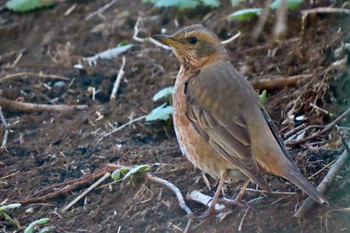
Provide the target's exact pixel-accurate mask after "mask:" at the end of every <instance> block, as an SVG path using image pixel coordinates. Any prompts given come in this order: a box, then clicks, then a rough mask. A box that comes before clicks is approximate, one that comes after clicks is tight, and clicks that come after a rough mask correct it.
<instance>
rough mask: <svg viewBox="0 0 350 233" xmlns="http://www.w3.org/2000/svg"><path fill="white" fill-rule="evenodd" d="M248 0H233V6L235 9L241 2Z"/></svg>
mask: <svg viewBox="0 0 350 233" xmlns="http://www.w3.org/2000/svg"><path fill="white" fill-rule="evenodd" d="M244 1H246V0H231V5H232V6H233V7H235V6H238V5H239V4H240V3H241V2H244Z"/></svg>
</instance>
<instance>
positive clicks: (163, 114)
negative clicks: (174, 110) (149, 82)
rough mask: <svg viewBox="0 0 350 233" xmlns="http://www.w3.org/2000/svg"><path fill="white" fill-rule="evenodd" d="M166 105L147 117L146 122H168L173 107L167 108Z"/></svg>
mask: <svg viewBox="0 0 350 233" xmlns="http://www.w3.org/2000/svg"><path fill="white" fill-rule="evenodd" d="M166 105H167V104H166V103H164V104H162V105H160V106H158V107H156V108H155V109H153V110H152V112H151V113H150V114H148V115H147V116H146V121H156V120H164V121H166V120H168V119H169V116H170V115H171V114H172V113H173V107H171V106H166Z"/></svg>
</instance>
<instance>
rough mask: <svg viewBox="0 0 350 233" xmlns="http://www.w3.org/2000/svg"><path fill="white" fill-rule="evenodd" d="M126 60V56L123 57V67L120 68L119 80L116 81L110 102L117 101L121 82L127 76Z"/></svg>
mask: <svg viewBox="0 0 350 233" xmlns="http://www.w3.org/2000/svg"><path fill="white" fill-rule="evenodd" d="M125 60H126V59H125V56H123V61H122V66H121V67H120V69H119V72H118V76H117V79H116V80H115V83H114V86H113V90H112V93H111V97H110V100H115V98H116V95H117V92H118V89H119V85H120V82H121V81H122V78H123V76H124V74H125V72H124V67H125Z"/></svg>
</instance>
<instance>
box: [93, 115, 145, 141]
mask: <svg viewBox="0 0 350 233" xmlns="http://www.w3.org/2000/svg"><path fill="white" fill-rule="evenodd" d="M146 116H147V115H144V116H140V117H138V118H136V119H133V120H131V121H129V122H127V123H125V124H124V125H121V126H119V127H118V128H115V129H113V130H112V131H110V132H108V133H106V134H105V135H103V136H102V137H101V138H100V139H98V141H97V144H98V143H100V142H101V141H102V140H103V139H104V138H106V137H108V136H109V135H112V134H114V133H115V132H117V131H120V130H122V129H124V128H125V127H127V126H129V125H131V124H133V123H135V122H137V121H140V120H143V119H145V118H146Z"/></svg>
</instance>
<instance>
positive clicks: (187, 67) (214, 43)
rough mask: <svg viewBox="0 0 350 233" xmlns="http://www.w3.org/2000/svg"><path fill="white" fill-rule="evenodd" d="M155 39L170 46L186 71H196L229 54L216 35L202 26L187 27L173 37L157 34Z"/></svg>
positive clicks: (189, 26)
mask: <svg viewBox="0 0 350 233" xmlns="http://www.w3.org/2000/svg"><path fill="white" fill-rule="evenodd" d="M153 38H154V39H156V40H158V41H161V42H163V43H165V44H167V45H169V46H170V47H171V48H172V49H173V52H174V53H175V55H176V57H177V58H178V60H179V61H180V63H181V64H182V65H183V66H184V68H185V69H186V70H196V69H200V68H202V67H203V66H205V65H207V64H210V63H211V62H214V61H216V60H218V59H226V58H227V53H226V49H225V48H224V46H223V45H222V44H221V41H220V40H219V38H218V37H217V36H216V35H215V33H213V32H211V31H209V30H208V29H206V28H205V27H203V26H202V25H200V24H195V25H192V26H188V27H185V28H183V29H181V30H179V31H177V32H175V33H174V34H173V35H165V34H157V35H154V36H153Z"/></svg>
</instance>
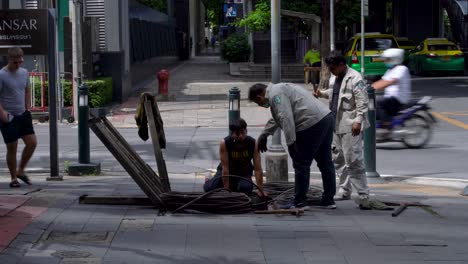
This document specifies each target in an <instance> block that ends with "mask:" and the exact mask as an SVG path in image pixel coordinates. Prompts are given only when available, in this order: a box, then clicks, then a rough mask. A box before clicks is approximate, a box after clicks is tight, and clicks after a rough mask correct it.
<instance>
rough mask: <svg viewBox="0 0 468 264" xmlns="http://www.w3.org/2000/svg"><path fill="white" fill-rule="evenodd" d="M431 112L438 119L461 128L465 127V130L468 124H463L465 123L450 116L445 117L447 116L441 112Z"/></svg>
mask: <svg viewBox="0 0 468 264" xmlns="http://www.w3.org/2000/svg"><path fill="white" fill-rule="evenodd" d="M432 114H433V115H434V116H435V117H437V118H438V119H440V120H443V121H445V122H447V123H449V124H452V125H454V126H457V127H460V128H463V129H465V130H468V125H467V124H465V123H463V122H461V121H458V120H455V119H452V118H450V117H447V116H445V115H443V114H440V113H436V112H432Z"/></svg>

=====

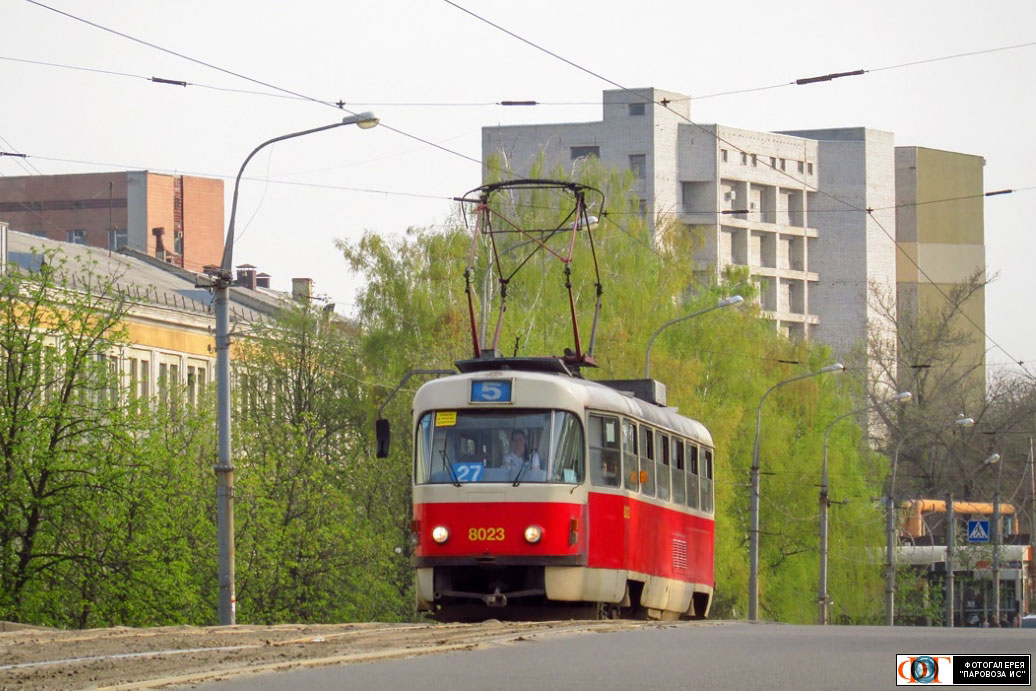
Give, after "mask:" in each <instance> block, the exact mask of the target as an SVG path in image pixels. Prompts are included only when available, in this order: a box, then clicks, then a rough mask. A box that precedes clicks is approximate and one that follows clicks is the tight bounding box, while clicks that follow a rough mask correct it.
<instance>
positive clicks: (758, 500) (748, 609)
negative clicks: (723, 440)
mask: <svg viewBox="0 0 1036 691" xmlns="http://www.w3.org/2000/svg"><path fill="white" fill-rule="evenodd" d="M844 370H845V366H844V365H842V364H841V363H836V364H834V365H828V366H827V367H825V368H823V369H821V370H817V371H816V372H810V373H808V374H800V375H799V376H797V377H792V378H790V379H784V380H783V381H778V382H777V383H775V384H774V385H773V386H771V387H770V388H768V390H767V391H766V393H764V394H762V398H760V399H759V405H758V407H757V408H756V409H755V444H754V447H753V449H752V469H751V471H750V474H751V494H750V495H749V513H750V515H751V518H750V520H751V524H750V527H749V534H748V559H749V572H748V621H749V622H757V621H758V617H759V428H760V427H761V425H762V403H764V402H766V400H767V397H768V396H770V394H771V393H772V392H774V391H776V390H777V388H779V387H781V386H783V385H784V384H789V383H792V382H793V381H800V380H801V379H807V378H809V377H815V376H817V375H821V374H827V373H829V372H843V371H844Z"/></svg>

=====

WHAT NEEDS TO BE DONE = Please set down, character for character, the lines between the one holding "follow a rough mask correct it." and the one holding "negative clicks: (723, 440)", inclusive.

RESULT BELOW =
Give, after "mask:" in each <instance> block, the exact mask of the target as an SVG path in image pixels. Prompts are included only when available, in this order: a box, then clicks, then a rough mask. A box that precedes clicks is approximate and one that follows clicks is the tight bounding box, while clicks that follow a rough mask correct it.
<instance>
positive clicks: (758, 500) (748, 609)
negative clicks: (723, 440)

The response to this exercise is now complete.